> [Given request]
Rewrite the data below, replacing every "tree trunk" with "tree stem" and changing nothing else. Leave the pictures out.

--- Begin ---

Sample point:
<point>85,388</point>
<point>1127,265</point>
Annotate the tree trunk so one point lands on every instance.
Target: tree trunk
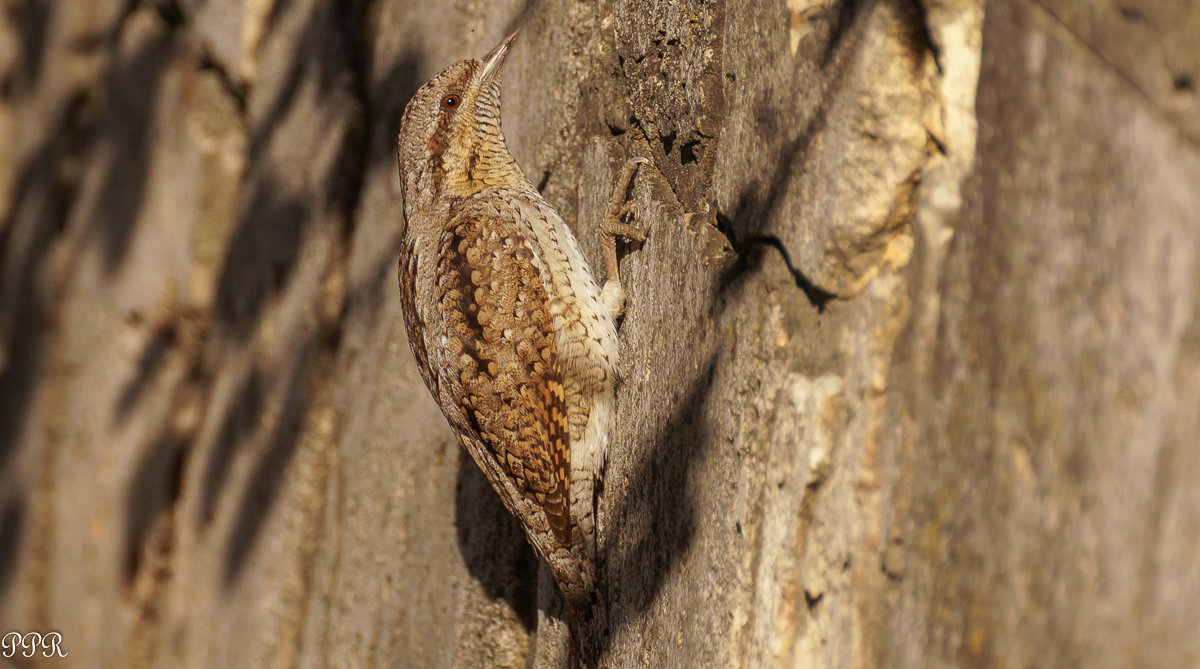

--- End ---

> [Exercise result]
Sample point:
<point>85,388</point>
<point>1127,265</point>
Annotate the tree stem so one point lands on every instance.
Target: tree stem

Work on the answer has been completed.